%%
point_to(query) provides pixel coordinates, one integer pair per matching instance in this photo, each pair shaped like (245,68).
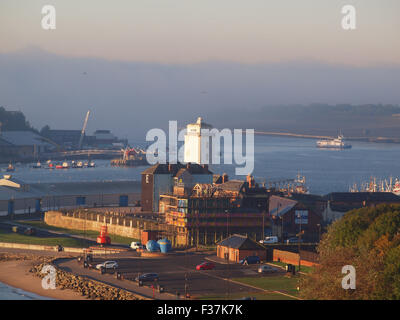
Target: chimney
(250,181)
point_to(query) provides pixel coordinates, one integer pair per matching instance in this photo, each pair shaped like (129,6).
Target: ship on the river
(132,157)
(336,143)
(378,185)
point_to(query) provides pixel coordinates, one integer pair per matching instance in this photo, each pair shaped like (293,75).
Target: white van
(272,239)
(136,245)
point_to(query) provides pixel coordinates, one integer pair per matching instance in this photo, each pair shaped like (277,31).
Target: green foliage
(368,239)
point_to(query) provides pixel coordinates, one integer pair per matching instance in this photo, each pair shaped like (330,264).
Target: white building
(197,143)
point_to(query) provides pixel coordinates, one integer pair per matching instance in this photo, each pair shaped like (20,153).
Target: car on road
(294,240)
(266,269)
(272,239)
(147,277)
(205,266)
(250,260)
(107,265)
(136,245)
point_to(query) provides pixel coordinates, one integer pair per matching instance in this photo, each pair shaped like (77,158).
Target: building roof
(24,138)
(278,206)
(232,185)
(362,196)
(173,169)
(241,242)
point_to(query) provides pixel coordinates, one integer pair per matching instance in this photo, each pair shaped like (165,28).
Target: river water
(275,158)
(11,293)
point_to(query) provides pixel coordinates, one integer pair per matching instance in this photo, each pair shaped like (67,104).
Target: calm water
(275,158)
(11,293)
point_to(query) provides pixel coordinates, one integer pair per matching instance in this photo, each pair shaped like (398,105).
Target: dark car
(147,277)
(250,260)
(294,240)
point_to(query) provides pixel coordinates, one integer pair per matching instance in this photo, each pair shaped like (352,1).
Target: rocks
(86,287)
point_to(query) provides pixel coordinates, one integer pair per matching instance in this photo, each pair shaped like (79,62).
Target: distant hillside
(369,120)
(13,121)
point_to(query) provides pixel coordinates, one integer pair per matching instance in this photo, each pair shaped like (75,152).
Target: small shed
(238,247)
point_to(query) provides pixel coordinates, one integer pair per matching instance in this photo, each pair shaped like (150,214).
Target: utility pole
(229,249)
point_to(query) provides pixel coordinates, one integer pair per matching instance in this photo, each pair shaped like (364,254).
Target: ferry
(337,143)
(377,185)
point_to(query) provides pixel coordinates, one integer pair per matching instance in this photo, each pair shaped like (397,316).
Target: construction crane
(83,130)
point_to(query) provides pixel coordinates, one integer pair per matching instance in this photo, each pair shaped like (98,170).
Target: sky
(177,31)
(138,63)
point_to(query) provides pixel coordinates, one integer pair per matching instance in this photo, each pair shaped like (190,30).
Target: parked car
(250,260)
(107,265)
(272,239)
(147,277)
(266,269)
(205,266)
(294,240)
(136,245)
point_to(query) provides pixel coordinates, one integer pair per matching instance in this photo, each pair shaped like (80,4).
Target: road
(172,270)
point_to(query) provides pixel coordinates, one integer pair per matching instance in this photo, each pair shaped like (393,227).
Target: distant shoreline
(309,136)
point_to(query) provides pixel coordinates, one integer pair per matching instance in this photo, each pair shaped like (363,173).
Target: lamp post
(227,235)
(263,226)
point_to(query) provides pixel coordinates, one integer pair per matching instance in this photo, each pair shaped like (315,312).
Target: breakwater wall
(82,220)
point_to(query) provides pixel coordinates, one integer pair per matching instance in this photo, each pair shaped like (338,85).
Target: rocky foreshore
(88,288)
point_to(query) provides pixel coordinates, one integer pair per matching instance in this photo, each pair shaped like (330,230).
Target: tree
(369,240)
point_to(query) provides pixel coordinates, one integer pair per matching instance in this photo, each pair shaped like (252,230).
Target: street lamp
(229,249)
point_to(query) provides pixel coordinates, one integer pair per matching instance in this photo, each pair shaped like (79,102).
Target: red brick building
(290,217)
(238,247)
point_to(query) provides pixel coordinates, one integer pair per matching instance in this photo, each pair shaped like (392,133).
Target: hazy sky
(187,31)
(139,63)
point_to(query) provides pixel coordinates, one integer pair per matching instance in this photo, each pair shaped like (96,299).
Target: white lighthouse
(198,143)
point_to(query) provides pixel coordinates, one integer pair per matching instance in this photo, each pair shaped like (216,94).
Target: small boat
(91,164)
(38,165)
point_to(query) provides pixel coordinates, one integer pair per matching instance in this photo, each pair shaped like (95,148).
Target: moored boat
(337,143)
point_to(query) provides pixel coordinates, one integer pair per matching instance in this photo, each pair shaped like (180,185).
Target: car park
(205,266)
(147,277)
(250,260)
(136,245)
(294,240)
(266,269)
(107,265)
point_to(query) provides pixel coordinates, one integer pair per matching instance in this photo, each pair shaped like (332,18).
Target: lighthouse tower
(198,143)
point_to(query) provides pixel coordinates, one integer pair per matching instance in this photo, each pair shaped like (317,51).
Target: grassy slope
(280,283)
(303,268)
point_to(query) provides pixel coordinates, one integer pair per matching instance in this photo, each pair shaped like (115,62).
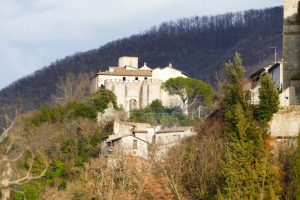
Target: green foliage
(84,110)
(246,171)
(62,185)
(102,98)
(31,191)
(56,169)
(268,99)
(156,114)
(48,114)
(296,169)
(97,103)
(190,90)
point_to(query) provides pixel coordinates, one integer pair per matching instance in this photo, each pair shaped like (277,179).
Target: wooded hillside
(197,45)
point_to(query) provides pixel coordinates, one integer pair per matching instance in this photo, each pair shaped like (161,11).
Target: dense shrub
(98,102)
(156,114)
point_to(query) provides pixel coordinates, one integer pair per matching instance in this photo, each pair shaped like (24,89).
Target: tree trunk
(5,191)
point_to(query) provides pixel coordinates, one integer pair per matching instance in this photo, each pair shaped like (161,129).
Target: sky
(34,33)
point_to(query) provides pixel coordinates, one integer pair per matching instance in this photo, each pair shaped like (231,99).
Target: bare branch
(7,130)
(18,191)
(28,176)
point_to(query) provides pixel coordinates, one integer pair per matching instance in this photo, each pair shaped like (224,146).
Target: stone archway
(132,104)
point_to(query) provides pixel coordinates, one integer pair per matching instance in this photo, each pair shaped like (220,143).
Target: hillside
(197,45)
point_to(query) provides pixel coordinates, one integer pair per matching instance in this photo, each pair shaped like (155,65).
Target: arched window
(132,104)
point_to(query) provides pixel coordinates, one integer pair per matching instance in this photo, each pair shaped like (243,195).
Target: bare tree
(71,88)
(7,181)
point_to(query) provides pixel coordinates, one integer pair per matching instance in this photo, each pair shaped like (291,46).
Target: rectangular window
(134,144)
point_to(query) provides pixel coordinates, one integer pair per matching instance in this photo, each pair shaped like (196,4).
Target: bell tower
(291,50)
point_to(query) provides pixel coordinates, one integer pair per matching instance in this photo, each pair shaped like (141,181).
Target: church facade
(137,87)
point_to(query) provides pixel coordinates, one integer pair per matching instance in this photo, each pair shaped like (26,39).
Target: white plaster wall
(102,78)
(127,147)
(286,122)
(128,61)
(166,73)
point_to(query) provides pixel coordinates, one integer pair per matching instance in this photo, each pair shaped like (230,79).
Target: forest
(55,152)
(197,45)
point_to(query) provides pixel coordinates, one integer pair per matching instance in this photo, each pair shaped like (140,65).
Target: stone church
(137,87)
(291,52)
(285,74)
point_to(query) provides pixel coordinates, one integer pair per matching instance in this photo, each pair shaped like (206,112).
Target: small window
(134,144)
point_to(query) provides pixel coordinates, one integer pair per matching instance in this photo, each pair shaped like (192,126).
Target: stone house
(286,74)
(134,139)
(137,87)
(125,145)
(275,71)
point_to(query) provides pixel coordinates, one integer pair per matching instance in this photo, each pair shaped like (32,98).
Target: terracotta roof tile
(119,71)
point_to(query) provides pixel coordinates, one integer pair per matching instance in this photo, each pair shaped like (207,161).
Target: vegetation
(156,114)
(229,158)
(196,45)
(296,170)
(98,102)
(268,99)
(247,158)
(191,91)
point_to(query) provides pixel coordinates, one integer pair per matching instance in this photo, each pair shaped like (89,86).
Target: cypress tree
(268,99)
(246,171)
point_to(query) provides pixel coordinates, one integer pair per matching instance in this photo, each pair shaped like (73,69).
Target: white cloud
(35,32)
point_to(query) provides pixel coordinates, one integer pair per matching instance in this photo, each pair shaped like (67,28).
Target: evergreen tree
(296,170)
(268,99)
(246,171)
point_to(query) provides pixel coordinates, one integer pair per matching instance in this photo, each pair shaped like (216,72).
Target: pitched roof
(174,129)
(120,71)
(114,138)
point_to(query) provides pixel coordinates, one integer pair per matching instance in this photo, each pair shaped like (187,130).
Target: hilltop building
(137,87)
(286,74)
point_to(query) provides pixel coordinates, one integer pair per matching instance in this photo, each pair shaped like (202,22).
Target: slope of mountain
(197,45)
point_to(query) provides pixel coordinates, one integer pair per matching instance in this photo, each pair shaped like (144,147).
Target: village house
(137,87)
(285,74)
(134,139)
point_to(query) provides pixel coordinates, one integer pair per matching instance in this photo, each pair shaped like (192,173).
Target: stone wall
(291,49)
(286,123)
(139,94)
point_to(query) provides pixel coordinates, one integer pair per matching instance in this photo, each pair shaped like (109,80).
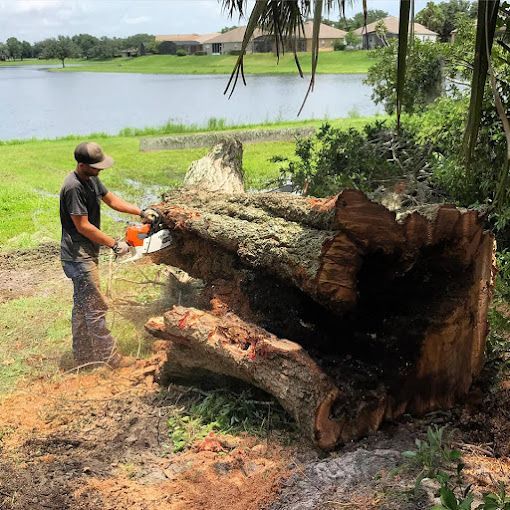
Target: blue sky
(34,20)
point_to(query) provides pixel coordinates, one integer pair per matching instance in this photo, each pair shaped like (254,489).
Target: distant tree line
(441,17)
(79,46)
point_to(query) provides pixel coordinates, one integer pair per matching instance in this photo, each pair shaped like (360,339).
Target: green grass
(33,172)
(35,332)
(36,329)
(335,62)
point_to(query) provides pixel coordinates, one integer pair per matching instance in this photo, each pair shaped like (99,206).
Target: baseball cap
(91,154)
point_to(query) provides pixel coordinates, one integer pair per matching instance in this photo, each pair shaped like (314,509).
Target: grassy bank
(335,62)
(33,171)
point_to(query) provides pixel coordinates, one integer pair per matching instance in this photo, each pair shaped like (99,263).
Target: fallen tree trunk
(344,312)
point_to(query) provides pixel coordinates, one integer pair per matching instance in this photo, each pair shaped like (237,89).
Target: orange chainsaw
(146,238)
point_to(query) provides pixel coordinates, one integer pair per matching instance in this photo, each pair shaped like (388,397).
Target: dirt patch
(100,441)
(485,418)
(25,273)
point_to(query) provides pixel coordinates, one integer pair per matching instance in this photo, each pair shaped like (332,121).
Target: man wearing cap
(82,237)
%%
Problem to work on: Your task is to set down exactly the lines that run from the line holding "shaped like (187,130)." through the close of the entries, including both ends. Pictures stay out.

Correct output:
point_to(query) provides pixel coordinates, one integer pair per matching instance in this photo, each pair shaped like (187,130).
Target: hilltop building
(137,87)
(286,74)
point_to(query) provides pixel coordinates, one integer pair per matching instance in this photo, each pair shaped like (202,22).
Target: slope of mountain
(197,45)
point_to(query) provides pixel coordinates, one integer pair per matching instance in this photo, each pair shaped like (144,147).
Target: village house
(137,87)
(285,74)
(134,139)
point_to(query) provides pixel coordinates, one integer pair per matching instance in this photo, each pair shaped like (192,173).
Target: stone wall
(291,49)
(286,123)
(139,94)
point_to(query) provides pixel coordinates, one integer pair per matching instance in this photo, each pair shaped like (109,80).
Target: blue sky
(34,20)
point_to(query) provides pixel coordinates, one integer pair per matching instance in this photo, each pair shaped like (254,489).
Target: distant tree line
(441,17)
(79,46)
point_to(query) provides pixel coordinates, one integer pair per matching instance in this photo, each pair shaped like (360,339).
Target: green grass
(33,172)
(35,332)
(36,329)
(335,62)
point_to(query) provides pixel coordinates, one integer pair per matching instance in this photo, each pair shaped like (99,206).
Target: baseball cap
(91,154)
point_to(query) provides pixel coordinates, one integer pair per matching instance in this photo, each pair shaped like (314,509).
Target: grassy bank
(335,62)
(33,171)
point_to(query) provides pixel coordinates, one integer pair per matching instance in this photo, each pair shaped like (99,263).
Target: fallen tree trunk
(344,312)
point_to(query) provides pixel coordinates, one integer pair per matching instance in this photo, each pair shaped like (237,89).
Target: orange chainsaw
(146,238)
point_to(query) provides pixel coordinates, one integer pair per matching instance in this photo, each pair shaped like (388,397).
Target: dirt patch
(100,441)
(485,418)
(25,273)
point_to(query) provides pixel coordinates, one integer pair per matching instance in this photo, each pair shaped like (332,121).
Target: man wearing cap
(82,237)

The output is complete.